## GIVEN TEXT
I asked Lobenstein if he might arrange for me to visit a kollel. 'People don’t much like the press,’ he said. 'I’m not sure it would be appreciated.
Perhaps a synagogue on Sabbath? He looked doubtful. 'Ask Rabbi Pinter.’
Rabbi Pinter gave it some thought. 'Why don’t you ask somebody else?’
At length I found my way to nearby Golders Green, a more affluent area than Stamford Hill and home to a large Orthodox community and a small Hasidic one.
Sabbath begins at sunset on a Friday. The synagogue was the converted ground floor of a house on a quiet residential side-street. The congregation comprised some 50 men, all black-hatted, some in frock-coats, some in black suits, some in bekishes, the long silk gown traditionally worn on Sabbath and special occasions. Several wore the flamboyant fur Sabbath hat, or shtreimel.
Sabbath is seen as a time of ecstasy, to enjoy the world. The keening sound of the traditional Sabbath song, Lekhah Dodi ('come my beloved’), which likens the Sabbath to a bride, filled the small room; the chanting of prayers sounded like water running over stones.
A rabbi had invited me to join him, his wife and seven children and some friends for the Shabbos meal. The Sabbath law prohibiting anything that 'creates work’ encompasses a range of activities from driving or taking a bus, to switching on an electric light. The lights in the house had been set on an automatic timer, and the switch on the downstairs toilet bore a sign, for my benefit perhaps, 'Do not turn off’.
The food, the wine - a kosher cabernet from Galilee - and the conversation flowed. It was both an intoxicatingly joyous family occasion and a profoundly religious one, the rabbi an extrovert combination of paterfamilias and teacher. Over gefilte fish, he engaged his 14-year-old son in a lively debate on the Talmudic concept of yiush ('despair’) - at what point the finder of a lost object is permitted to regard it as his own. The roast chicken was followed by a learned discourse - 'tonight’s Torah portion’ - on the subject of Moses’s stammer, the rabbi cradling his baby son on his lap as he talked. And the songs! One after another of traditional zemirot , or table hymns - this one from the Gerer, this one from the Bobover - songs of deep devotion and high sentiment. A woman at the table brushed a tear from her eye. The bride of Sabbath had arrived. The baby slept peacefully in the rabbi’s arms.
It would be true to say that many of the 613 Mitzvot that form the basis of Haredi life have little application to life in 21st-century Stamford Hill. Few would be minded to destroy fruit trees during a siege, for example, or to contemplate dwelling permanently in Egypt.
But the diktats relating to diet, worship, family and commerce have been refined over centuries of rabbinical commentary and debate into a labyrinthine body of law and custom that governs every aspect of daily life - reinforced by what are known as 'gezerah’, or the precautionary measure - a fence, as it were, to guard against any possible transgression.

Some rows

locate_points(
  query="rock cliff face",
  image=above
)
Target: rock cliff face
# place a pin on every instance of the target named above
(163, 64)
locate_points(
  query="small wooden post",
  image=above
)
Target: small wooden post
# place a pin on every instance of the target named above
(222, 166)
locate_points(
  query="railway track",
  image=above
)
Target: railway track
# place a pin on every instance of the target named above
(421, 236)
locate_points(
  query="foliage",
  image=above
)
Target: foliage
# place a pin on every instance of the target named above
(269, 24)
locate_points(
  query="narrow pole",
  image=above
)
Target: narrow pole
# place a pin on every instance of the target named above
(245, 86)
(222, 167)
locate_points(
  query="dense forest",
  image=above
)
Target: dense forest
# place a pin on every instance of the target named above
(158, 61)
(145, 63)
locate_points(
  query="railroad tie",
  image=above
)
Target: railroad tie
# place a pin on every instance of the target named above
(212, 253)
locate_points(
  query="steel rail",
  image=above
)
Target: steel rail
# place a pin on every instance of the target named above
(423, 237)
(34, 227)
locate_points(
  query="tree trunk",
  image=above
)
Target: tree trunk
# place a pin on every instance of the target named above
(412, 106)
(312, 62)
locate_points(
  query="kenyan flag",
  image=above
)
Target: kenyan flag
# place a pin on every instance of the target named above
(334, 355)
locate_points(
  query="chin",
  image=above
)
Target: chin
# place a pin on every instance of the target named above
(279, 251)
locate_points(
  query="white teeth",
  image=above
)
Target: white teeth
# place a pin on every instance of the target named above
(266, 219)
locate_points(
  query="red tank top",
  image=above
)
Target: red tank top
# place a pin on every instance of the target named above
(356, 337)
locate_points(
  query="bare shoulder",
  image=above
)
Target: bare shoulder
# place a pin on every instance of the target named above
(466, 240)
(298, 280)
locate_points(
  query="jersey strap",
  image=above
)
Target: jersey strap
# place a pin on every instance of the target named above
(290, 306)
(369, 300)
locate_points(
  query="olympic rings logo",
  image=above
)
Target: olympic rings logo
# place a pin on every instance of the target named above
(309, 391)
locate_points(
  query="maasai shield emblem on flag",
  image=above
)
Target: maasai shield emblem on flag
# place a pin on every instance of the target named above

## WRITTEN INSTRUCTION A
Write out the Sabbath text again, everything from "Perhaps a synagogue" down to "small Hasidic one.", switching "Rabbi Pinter" to "the rabbi".
## WRITTEN INSTRUCTION B
Proceed with the Sabbath text from the point at which it ends.

## EXERCISE RESULT A
Perhaps a synagogue on Sabbath? He looked doubtful. 'Ask the rabbi.’
the rabbi gave it some thought. 'Why don’t you ask somebody else?’
At length I found my way to nearby Golders Green, a more affluent area than Stamford Hill and home to a large Orthodox community and a small Hasidic one.

## EXERCISE RESULT B
'For instance,’ Michael Posen told me, 'the rabbis have said that you should not be in a locked room with a member of the opposite sex, even though nothing is going on. But it’s to avoid you coming into an opportunity of doing something that’s incorrect.’
By this same principle, that it is better to be safe than sorry, it is deemed advisable not to go into a newsagent - who knows what you might see on the top shelf? - and to use a special 'kosher’ phone, on which text-messaging is disabled. 'You can open a text and it can start a process,’ Posen explained. 'It can lead to other things...’ He did not specify what.
Strolling around Stamford Hill, it occurred to me that to be Haredi was to walk with one’s eyes half-closed to the enticements and corruptions of the world around you, the advertisements on hoardings, and the side of buses - what exactly is Twilight? - the blare of pop music from a shop doorway. How to preserve the values of the community - and by definition its separateness - in the face of the wider society around it... It was the question that puzzled me wherever I went.
I asked Rabbi Pinter, how aware would his pupils be of the currents of popular culture eddying through society? Would The X Factor figure in his pupil’s conversation on a Monday morning?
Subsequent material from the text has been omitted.